» **What you are asked to do**: In the records below, find the line holding "the snow-covered ground"; copy it and every line after it to the end, omitting all images.

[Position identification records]
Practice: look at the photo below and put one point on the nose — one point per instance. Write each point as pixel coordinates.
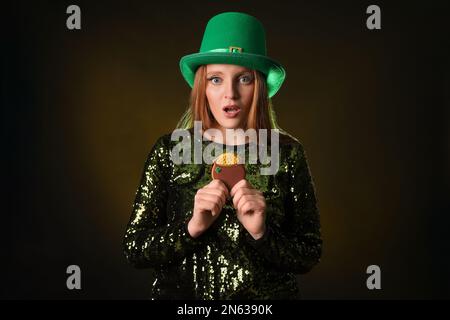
(231, 91)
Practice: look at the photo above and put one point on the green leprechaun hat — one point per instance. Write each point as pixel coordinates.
(235, 38)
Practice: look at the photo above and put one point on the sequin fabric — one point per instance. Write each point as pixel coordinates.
(225, 262)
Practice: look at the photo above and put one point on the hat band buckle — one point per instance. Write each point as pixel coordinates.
(235, 49)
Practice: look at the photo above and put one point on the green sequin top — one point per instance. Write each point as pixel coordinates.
(224, 262)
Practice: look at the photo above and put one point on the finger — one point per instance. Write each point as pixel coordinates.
(244, 199)
(237, 186)
(214, 192)
(209, 206)
(212, 198)
(248, 206)
(218, 184)
(245, 191)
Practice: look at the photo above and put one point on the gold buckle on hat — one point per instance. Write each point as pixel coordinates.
(235, 49)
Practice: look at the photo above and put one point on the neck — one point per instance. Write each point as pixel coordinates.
(231, 138)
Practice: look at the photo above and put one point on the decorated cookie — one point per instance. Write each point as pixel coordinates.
(226, 168)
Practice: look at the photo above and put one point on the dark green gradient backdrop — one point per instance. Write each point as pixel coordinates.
(81, 109)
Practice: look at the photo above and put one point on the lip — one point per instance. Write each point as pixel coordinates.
(232, 114)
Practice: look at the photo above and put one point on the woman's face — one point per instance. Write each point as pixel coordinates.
(229, 90)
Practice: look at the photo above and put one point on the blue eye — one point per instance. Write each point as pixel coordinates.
(212, 79)
(247, 79)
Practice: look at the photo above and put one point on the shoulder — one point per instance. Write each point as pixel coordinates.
(289, 142)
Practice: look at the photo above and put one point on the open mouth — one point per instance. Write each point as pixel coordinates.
(231, 110)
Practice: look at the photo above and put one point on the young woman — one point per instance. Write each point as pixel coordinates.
(207, 239)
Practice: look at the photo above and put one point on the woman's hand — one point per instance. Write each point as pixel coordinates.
(208, 204)
(251, 208)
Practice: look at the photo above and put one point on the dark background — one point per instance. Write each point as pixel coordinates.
(81, 109)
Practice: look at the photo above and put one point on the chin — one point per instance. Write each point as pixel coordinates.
(233, 124)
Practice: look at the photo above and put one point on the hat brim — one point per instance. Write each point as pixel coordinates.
(274, 72)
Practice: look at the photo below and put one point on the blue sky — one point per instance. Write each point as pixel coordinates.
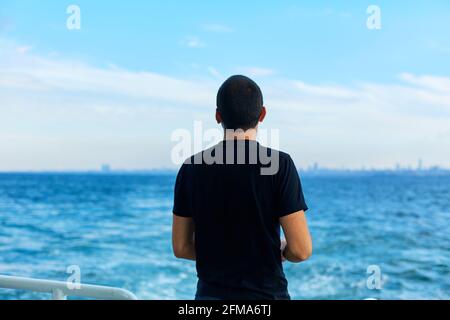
(341, 94)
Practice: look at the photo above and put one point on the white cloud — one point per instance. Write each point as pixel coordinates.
(257, 71)
(193, 42)
(24, 49)
(217, 28)
(66, 114)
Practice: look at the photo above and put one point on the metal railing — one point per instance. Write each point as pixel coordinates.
(60, 290)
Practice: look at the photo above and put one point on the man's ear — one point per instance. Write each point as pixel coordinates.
(263, 114)
(218, 117)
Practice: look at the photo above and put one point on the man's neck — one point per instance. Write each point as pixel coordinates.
(250, 134)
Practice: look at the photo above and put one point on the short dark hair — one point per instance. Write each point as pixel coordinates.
(240, 102)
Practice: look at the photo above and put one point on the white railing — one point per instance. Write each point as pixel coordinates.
(60, 290)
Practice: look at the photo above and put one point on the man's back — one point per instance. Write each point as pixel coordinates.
(236, 210)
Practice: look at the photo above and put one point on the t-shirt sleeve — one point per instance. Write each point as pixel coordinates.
(290, 198)
(181, 197)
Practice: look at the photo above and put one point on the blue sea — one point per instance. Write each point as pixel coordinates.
(117, 229)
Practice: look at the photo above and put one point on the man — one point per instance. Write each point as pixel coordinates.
(228, 210)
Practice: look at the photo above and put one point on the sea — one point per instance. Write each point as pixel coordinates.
(375, 236)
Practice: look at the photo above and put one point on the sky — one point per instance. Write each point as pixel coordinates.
(114, 91)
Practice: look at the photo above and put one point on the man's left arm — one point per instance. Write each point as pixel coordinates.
(183, 230)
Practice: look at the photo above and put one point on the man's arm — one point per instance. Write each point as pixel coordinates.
(183, 237)
(299, 243)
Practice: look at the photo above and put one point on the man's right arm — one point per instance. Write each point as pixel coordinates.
(298, 238)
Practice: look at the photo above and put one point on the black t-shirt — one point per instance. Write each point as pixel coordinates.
(236, 199)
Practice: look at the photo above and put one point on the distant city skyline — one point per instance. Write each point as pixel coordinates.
(114, 89)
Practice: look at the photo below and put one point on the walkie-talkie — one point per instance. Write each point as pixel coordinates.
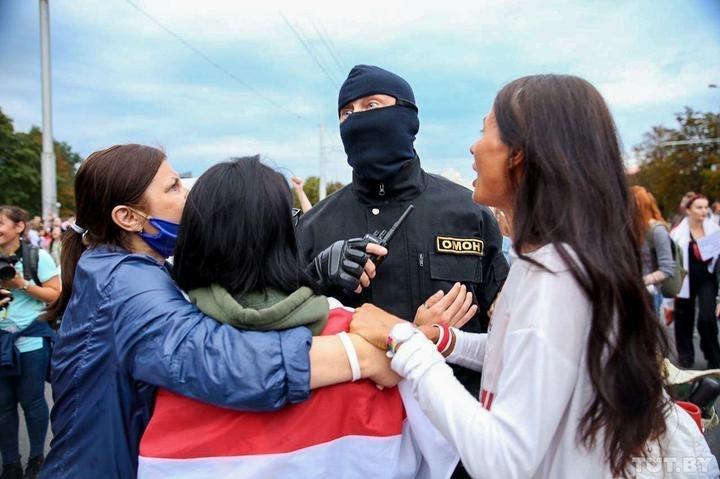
(383, 238)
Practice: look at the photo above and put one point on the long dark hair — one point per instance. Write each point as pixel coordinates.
(570, 191)
(236, 231)
(115, 176)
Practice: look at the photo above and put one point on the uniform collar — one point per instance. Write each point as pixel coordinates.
(406, 185)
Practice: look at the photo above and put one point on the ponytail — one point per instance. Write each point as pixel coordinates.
(72, 248)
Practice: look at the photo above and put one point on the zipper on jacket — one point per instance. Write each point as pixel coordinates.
(421, 263)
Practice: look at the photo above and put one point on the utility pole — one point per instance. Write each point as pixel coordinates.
(48, 169)
(322, 192)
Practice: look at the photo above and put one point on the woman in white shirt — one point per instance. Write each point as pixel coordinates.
(571, 374)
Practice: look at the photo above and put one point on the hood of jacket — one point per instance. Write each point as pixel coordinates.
(263, 310)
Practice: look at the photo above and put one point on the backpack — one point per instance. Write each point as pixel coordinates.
(31, 259)
(670, 287)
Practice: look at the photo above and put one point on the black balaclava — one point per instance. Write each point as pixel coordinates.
(378, 142)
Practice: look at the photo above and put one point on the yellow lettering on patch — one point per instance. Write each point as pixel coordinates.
(447, 244)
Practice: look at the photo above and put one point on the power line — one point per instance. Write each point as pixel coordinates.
(307, 48)
(217, 66)
(328, 46)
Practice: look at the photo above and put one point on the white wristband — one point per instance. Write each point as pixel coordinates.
(352, 355)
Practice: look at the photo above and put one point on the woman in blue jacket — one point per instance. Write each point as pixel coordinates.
(127, 328)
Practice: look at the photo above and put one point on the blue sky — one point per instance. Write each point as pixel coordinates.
(118, 77)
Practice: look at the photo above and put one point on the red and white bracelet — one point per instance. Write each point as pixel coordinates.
(445, 339)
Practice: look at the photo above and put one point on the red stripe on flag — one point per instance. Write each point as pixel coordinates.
(183, 428)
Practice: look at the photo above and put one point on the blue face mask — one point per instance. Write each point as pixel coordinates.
(164, 240)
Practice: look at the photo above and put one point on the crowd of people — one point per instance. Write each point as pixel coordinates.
(549, 368)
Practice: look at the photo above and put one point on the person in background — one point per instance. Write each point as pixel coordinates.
(127, 328)
(572, 383)
(715, 212)
(297, 184)
(700, 285)
(653, 234)
(22, 330)
(55, 245)
(447, 238)
(33, 235)
(682, 210)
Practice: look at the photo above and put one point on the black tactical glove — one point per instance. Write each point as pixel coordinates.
(340, 265)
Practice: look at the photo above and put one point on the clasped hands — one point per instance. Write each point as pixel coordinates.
(373, 325)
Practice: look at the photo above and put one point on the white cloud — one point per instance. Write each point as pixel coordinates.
(454, 175)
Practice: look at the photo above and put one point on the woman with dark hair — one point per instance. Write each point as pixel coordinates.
(572, 383)
(236, 249)
(127, 328)
(25, 338)
(700, 284)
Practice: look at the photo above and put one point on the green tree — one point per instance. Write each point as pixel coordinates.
(20, 182)
(312, 189)
(670, 170)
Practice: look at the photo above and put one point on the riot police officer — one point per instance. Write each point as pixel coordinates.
(446, 239)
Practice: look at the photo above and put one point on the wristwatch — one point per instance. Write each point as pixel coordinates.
(400, 333)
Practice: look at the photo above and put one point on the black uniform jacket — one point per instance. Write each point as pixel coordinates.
(446, 239)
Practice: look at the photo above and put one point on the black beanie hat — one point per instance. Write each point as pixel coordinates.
(365, 80)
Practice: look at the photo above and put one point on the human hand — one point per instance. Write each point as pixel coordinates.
(374, 364)
(373, 324)
(297, 183)
(16, 283)
(345, 264)
(454, 309)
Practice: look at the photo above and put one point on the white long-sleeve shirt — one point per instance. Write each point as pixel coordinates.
(535, 386)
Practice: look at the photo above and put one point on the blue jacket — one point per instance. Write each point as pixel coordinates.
(127, 330)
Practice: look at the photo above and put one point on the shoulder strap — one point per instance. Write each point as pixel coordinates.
(31, 260)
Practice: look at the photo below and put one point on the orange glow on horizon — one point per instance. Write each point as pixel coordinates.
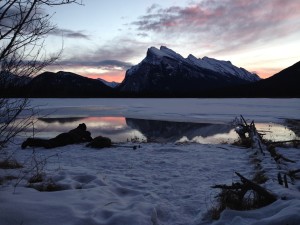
(114, 76)
(266, 72)
(116, 120)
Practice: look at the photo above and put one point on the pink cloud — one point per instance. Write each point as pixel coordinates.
(229, 23)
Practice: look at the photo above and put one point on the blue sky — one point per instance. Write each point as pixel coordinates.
(104, 38)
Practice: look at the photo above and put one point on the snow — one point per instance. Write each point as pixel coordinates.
(109, 84)
(220, 66)
(158, 183)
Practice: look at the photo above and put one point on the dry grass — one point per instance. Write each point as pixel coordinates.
(10, 164)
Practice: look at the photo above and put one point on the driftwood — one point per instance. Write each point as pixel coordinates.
(258, 189)
(233, 196)
(253, 136)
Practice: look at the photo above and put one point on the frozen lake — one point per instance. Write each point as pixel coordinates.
(160, 183)
(165, 120)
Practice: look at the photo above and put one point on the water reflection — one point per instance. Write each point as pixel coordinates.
(121, 129)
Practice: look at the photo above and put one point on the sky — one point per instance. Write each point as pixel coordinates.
(102, 39)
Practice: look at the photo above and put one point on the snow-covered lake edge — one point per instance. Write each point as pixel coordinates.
(156, 184)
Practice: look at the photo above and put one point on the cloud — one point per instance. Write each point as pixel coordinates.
(69, 33)
(104, 64)
(227, 24)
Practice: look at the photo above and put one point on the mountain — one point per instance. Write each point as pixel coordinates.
(65, 84)
(109, 84)
(286, 83)
(164, 71)
(11, 84)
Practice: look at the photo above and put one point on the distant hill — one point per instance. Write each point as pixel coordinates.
(164, 72)
(109, 84)
(286, 83)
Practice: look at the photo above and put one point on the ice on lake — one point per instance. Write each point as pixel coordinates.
(165, 120)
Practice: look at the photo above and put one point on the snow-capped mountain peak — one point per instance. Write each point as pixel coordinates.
(226, 68)
(164, 70)
(109, 84)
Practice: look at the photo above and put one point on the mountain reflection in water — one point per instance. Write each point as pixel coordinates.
(121, 129)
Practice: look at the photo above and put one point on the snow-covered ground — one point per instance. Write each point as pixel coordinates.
(159, 183)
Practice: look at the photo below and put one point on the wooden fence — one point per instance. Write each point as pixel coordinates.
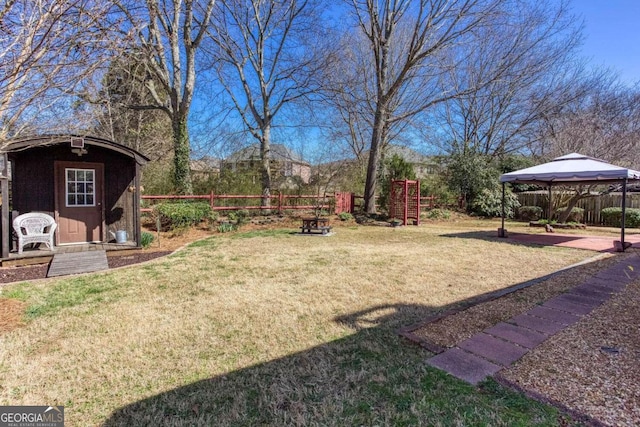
(336, 203)
(279, 202)
(592, 206)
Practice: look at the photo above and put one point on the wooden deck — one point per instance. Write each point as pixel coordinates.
(64, 264)
(42, 255)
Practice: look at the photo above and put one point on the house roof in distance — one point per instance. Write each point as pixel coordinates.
(572, 168)
(278, 152)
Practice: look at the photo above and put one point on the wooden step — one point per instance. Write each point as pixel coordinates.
(78, 262)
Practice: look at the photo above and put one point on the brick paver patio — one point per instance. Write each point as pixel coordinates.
(487, 352)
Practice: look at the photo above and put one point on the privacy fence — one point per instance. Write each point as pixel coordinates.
(592, 206)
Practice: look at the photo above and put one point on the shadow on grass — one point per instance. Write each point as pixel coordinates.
(521, 239)
(372, 377)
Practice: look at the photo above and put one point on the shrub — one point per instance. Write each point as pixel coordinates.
(226, 227)
(576, 215)
(239, 217)
(438, 214)
(489, 203)
(613, 217)
(179, 215)
(146, 239)
(529, 213)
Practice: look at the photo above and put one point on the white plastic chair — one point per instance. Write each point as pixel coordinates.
(34, 227)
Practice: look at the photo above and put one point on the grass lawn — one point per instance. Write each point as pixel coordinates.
(268, 327)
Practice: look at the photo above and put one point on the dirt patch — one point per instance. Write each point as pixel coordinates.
(589, 369)
(11, 314)
(449, 329)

» **Exercise response**:
Practice: look at the photo above and put one point on the snow-covered ground — one point per instance. Write each point as pixel coordinates.
(159, 183)
Practice: look at the photo below and put one point on the wooden fence — one point per instance. Write each point as pixel coordinates.
(336, 203)
(279, 202)
(592, 206)
Practice: look at the photo above and put one point on the wooden deck — one point per instance. Write each point as pixel coordinates.
(64, 264)
(42, 255)
Practice: look at the photo above and put one point on the house roof in distance — one point per instance. Write each point as pixel coordinates.
(572, 168)
(278, 152)
Practice: look at the photo above and put one point on the wooden step — one point per instance. Write each point as pixel coordinates.
(78, 262)
Practice: look at the photo above and put one point on the brick paver patio — one point per instance. Write each point as pixel coordinates.
(487, 352)
Practice: look at the photo above and put one point on the privacy fence — one point per instance. Write each point as pixel coordinates.
(592, 206)
Practice: look at the photo above and put one point on the shadow on grass — one point per instance. Write each point as pixel coordinates.
(521, 239)
(372, 377)
Practice: look at the photo above and put one point on the shrub — one point per instance. Write each point as pixel coordinates.
(226, 227)
(576, 215)
(239, 217)
(438, 214)
(489, 203)
(613, 217)
(179, 215)
(146, 239)
(529, 213)
Practice: look at the photo above and put one point on the white plastic chair — one point per instance. Write each point as pixel coordinates.
(34, 227)
Practice: look at the photo above and put one point on the grass lawn — one point per instance. Write each point as pixel coordinates.
(268, 327)
Practice: look at the photo above and put one point on the dirt patch — one point per instance. Write each point as pixel coordinates.
(589, 369)
(11, 314)
(449, 329)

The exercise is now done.